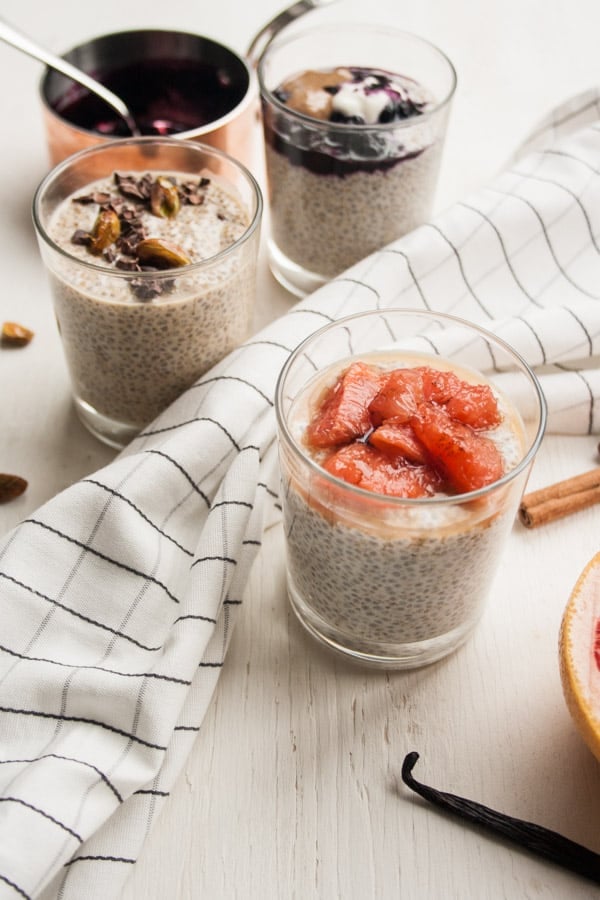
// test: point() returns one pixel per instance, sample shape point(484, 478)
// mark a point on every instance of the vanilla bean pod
point(536, 839)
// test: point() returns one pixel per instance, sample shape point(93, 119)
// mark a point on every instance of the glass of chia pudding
point(151, 247)
point(405, 442)
point(354, 120)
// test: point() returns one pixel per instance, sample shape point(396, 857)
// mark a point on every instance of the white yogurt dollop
point(353, 100)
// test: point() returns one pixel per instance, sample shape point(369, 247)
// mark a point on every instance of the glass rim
point(414, 502)
point(173, 142)
point(348, 127)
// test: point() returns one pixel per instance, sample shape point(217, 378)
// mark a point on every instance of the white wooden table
point(293, 789)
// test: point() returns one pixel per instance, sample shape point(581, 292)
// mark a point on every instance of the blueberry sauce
point(165, 97)
point(345, 96)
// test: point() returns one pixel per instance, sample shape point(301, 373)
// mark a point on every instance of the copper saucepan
point(128, 61)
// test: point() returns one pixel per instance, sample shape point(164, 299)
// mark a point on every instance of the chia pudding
point(153, 280)
point(352, 158)
point(382, 576)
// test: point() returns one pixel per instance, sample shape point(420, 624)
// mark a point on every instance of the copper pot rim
point(249, 98)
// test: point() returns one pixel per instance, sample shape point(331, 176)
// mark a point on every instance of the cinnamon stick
point(560, 499)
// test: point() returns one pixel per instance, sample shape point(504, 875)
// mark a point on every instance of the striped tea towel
point(118, 597)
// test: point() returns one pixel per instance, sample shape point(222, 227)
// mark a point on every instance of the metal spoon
point(15, 38)
point(264, 37)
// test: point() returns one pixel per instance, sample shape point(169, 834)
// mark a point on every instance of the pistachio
point(11, 486)
point(164, 198)
point(105, 232)
point(161, 254)
point(15, 335)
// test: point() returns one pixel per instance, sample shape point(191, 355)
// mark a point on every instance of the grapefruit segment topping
point(468, 460)
point(408, 432)
point(370, 469)
point(400, 394)
point(397, 438)
point(344, 412)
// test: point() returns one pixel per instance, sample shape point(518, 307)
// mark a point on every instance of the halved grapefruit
point(579, 654)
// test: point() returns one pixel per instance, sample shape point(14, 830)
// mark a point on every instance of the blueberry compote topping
point(346, 96)
point(166, 96)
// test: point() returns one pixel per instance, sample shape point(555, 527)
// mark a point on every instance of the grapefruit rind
point(579, 671)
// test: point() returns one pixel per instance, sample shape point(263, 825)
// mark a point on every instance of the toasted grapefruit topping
point(344, 412)
point(468, 460)
point(400, 394)
point(420, 418)
point(370, 469)
point(397, 438)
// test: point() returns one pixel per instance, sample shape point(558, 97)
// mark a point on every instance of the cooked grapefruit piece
point(370, 469)
point(466, 460)
point(343, 414)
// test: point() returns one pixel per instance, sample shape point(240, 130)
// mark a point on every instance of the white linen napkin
point(118, 597)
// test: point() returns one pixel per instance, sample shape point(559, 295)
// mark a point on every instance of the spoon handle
point(20, 41)
point(269, 31)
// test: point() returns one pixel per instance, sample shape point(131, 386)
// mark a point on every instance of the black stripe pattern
point(118, 597)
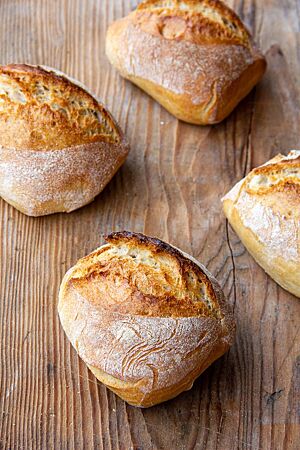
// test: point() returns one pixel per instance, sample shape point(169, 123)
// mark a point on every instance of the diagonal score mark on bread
point(145, 317)
point(282, 175)
point(193, 20)
point(42, 109)
point(141, 277)
point(264, 210)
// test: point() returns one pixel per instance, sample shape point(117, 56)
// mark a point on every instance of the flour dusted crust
point(146, 318)
point(195, 57)
point(59, 146)
point(264, 210)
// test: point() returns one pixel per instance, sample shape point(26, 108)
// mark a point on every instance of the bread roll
point(264, 211)
point(59, 146)
point(146, 318)
point(196, 58)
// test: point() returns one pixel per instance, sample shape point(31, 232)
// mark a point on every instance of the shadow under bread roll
point(145, 317)
point(264, 211)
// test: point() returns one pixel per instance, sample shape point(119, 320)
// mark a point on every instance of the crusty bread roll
point(264, 210)
point(196, 58)
point(59, 146)
point(146, 318)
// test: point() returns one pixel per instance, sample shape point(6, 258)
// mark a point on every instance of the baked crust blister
point(196, 58)
point(59, 146)
point(146, 318)
point(264, 210)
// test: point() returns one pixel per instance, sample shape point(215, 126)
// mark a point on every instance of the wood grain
point(170, 187)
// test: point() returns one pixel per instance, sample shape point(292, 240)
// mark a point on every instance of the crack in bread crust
point(139, 275)
point(145, 359)
point(281, 176)
point(264, 210)
point(197, 21)
point(43, 109)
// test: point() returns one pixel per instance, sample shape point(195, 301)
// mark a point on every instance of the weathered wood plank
point(170, 186)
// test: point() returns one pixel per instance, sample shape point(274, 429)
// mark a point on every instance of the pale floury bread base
point(149, 343)
point(59, 146)
point(264, 211)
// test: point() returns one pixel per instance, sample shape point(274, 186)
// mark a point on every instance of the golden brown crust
point(195, 58)
point(196, 21)
point(146, 318)
point(59, 146)
point(264, 210)
point(43, 110)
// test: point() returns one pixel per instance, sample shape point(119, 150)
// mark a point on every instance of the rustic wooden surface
point(170, 187)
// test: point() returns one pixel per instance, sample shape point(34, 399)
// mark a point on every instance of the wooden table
point(170, 187)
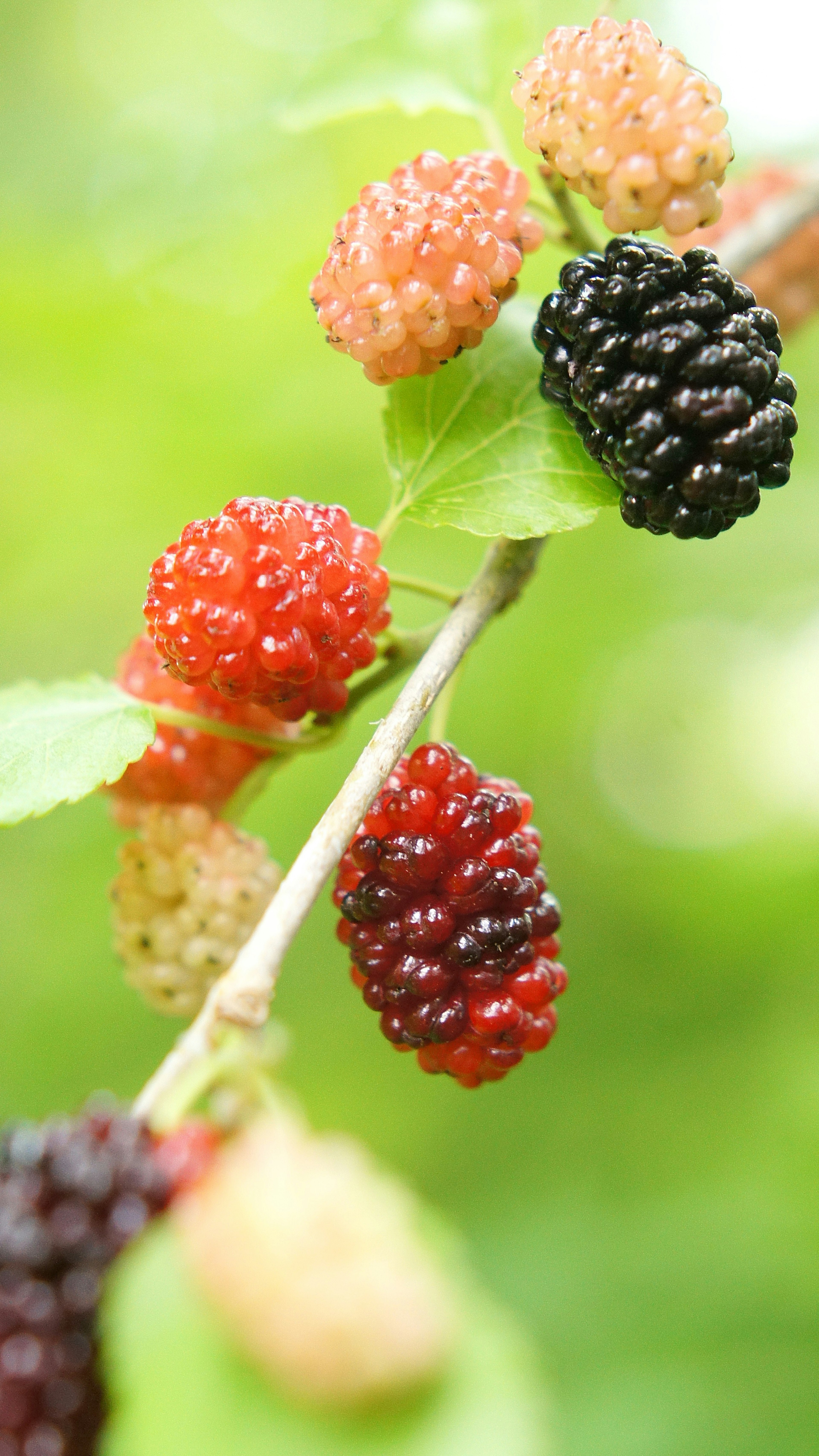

▶ YOUR INSTRUCTIONS: Reproduce exactly and only the lines from the one with "shape point(274, 429)" through the final line of the records above, inclusive. Pictures must be left out.

▶ RESULT:
// test: point() returns one pixel per instance, sample shape point(274, 429)
// mark a point on every instance of the pale floury bread base
point(149, 343)
point(59, 146)
point(264, 211)
// test: point() returns one pixel per instance, sample shape point(274, 186)
// mark a point on every instance of the golden brown crust
point(195, 58)
point(196, 21)
point(146, 318)
point(59, 146)
point(264, 210)
point(43, 110)
// test: point() returns one pixel per instance, sample shape point(119, 150)
// mark a point on every instance of the rustic wooden surface
point(170, 187)
// test: point() returns one pixel per instance, sample shape point(34, 399)
// mark a point on every instance of the wooden table
point(170, 187)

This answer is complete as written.